Copy word for word the passage of the Ashton Hall text from "It then passed" to "of the hall.".

▶ **Provided text**:

= = = = = = =

Listed Building – Grade I
- Official name: Ashton Hall
- Designated: 31 July 1952
- Reference no.: 1071756

= Ashton Hall =

Mansion in Lancashire, England

Ashton Hall is a largely rebuilt 14th-century mansion in the civil parish of Thurnham, Lancashire, England. It is 3 mi south of the city of Lancaster and is on the east bank of the River Lune. It is recorded in the National Heritage List for England as a Grade I listed building, and is now owned by Lancaster Golf Club.

==History==
Ashton Hall was mentioned as Ashton in the Domesday Book, a possession of Roger the Poitevin.

In the 13th century, the lordship of the Manor was held by the De Coucy family and from them passed to John de Coupland. The original hall dates from the late 14th century. It was probably completed in 1381, built by Edmund Lawrence.

It then passed by marriage to the Butlers of Radcliffe and from them to the Gerards of Bromley. In 1698, the estate was acquired by James Hamilton, 4th Duke of Hamilton, on his second marriage to the Gerard heiress Elizabeth Gerard. He fought a famous duel in 1712 with Lord Mohun over the right of ownership of Gawthorpe Hall and was fatally stabbed by General Macartney, Mohun's second. His widow lived for another 32 years, spending most of her time at the hall.

In 1853, the hall was sold by the Dukes of Hamilton to Le Gendre Nicholas Starkie of the wealthy Starkie family of Huntroyde Hall and in 1856 was largely rebuilt to a design by William Le Gendre Starkie. The only part of the 14th-century structure that still remains is the tower that now forms the southern wing of the hall.

After Le Gendre Starkie's death, Ashton passed to his younger son John Piers Chamberlain Starkie, who passed it in turn to his eldest son Edward Arthur Le Gendre Starkie. He sold it in 1884 to James Williamson, the linoleum manufacturer, who owned the hall until his death in 1930, but lived elsewhere. Williamson was High Sheriff of Lancashire for 1885 and on his elevation to the peerage took as his title Baron Ashton of Ashton. After his death in 1931, the major portion of the estate was purchased by William Pye and his sons. From 1883 to 1930, Ashton Hall Halt was a private railway halt serving the hall.

= = = = = = =

▶ **Point localization data**:
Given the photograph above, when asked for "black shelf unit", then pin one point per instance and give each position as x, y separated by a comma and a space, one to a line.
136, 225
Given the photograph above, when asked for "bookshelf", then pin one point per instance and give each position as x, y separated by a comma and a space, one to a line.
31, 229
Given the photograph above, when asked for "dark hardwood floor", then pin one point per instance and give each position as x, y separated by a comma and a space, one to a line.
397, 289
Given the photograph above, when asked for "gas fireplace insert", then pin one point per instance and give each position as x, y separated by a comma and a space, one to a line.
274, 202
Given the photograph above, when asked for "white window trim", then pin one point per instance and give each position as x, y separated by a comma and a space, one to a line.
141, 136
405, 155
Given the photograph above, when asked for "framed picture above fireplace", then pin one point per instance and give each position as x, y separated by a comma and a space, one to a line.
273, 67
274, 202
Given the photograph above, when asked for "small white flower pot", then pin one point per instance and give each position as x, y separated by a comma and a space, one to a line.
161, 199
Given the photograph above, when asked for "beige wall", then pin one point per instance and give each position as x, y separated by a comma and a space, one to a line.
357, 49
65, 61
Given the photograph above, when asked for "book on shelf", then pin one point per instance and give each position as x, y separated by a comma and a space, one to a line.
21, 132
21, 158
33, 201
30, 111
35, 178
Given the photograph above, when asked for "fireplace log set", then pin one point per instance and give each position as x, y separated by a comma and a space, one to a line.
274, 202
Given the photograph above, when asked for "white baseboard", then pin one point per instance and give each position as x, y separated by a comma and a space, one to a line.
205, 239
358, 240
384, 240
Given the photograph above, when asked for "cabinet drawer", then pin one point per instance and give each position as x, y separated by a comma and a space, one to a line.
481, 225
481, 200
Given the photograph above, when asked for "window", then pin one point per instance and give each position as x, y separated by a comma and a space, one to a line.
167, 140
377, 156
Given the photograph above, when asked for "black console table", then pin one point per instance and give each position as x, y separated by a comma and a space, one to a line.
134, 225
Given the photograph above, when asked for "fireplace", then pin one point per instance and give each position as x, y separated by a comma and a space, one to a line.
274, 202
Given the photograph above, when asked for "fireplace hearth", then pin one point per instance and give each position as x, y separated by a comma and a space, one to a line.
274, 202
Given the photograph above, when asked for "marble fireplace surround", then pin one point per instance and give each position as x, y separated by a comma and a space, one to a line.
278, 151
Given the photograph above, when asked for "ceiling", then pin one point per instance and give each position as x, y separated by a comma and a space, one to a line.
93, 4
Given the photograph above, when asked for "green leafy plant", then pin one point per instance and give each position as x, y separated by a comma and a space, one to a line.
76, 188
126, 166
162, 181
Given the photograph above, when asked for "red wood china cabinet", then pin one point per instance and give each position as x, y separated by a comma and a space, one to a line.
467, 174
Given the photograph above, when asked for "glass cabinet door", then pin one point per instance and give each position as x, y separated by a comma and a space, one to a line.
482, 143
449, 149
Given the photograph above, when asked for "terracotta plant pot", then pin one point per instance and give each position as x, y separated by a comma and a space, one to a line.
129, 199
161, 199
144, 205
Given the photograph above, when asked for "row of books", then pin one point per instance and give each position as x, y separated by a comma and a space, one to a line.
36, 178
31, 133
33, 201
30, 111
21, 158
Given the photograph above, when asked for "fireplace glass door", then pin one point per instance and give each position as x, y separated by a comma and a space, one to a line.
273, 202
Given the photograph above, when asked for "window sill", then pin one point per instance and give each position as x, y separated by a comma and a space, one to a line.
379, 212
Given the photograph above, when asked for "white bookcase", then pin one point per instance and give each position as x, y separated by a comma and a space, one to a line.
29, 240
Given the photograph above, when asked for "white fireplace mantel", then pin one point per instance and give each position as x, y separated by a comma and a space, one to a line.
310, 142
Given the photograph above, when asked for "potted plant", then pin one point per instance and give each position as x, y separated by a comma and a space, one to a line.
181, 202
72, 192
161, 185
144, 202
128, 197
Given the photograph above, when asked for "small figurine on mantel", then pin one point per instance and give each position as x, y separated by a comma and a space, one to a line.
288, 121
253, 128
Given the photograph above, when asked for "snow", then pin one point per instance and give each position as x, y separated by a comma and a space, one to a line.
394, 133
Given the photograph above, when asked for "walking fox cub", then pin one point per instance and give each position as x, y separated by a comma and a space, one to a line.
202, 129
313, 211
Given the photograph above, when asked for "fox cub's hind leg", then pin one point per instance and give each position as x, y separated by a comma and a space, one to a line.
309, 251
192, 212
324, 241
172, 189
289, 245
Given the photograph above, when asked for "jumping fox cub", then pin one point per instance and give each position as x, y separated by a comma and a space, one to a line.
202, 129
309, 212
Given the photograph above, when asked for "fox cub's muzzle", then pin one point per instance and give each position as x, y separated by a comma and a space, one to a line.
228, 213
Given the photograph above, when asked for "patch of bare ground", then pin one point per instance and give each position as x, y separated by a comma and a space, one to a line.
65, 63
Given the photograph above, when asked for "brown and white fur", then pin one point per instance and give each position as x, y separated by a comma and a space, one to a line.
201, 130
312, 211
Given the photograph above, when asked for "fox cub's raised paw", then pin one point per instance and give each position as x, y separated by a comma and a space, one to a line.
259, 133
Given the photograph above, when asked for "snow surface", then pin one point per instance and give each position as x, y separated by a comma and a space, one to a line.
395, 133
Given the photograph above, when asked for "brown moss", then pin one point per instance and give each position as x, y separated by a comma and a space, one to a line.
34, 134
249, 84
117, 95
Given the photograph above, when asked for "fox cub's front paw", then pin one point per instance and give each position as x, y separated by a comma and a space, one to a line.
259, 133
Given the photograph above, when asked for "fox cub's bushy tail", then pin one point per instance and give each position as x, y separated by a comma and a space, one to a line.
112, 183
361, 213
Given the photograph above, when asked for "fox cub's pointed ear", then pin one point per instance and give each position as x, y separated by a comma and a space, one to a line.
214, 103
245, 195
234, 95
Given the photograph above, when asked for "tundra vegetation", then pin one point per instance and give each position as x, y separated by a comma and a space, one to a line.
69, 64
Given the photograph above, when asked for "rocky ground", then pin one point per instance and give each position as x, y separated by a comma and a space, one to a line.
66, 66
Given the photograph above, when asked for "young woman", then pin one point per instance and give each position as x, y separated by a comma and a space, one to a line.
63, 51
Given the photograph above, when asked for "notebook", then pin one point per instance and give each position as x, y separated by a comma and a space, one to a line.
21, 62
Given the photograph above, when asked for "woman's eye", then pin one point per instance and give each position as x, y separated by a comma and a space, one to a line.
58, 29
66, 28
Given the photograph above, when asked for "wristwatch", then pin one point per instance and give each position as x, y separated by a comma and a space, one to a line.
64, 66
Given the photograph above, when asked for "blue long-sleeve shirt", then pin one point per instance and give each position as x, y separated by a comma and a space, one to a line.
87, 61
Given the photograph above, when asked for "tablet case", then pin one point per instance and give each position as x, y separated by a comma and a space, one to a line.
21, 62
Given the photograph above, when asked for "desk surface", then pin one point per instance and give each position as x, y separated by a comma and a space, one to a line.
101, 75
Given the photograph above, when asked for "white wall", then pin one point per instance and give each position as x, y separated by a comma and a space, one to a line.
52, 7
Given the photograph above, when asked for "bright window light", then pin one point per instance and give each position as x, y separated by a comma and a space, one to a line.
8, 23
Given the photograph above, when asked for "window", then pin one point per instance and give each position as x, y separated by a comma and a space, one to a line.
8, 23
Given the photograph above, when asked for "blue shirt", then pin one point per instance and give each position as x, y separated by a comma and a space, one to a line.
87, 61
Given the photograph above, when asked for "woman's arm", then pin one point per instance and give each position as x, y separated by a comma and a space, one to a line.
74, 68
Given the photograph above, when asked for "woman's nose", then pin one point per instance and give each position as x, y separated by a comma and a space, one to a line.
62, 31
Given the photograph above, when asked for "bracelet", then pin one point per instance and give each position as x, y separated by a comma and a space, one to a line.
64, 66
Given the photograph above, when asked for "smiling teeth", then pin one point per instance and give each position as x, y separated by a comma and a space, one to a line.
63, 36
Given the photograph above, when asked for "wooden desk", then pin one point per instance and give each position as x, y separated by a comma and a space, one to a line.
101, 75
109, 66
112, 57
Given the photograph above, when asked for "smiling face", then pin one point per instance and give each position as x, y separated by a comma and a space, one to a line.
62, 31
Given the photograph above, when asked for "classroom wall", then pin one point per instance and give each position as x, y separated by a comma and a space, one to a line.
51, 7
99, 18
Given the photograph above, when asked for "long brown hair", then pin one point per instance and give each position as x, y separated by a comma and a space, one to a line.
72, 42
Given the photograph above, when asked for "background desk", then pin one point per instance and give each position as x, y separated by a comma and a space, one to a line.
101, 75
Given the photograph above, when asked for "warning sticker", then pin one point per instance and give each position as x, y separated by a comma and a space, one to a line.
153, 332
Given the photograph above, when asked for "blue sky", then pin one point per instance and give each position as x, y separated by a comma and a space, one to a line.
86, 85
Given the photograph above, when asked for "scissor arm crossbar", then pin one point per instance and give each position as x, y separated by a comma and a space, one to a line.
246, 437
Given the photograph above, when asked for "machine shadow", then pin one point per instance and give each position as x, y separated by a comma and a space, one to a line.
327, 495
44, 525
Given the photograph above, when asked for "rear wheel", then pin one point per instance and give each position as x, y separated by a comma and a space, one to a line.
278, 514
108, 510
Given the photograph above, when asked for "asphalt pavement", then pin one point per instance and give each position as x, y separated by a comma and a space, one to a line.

= = = = = = =

▶ **Answer to this task**:
It then passed by marriage to the Butlers of Radcliffe and from them to the Gerards of Bromley. In 1698, the estate was acquired by James Hamilton, 4th Duke of Hamilton, on his second marriage to the Gerard heiress Elizabeth Gerard. He fought a famous duel in 1712 with Lord Mohun over the right of ownership of Gawthorpe Hall and was fatally stabbed by General Macartney, Mohun's second. His widow lived for another 32 years, spending most of her time at the hall.

In 1853, the hall was sold by the Dukes of Hamilton to Le Gendre Nicholas Starkie of the wealthy Starkie family of Huntroyde Hall and in 1856 was largely rebuilt to a design by William Le Gendre Starkie. The only part of the 14th-century structure that still remains is the tower that now forms the southern wing of the hall.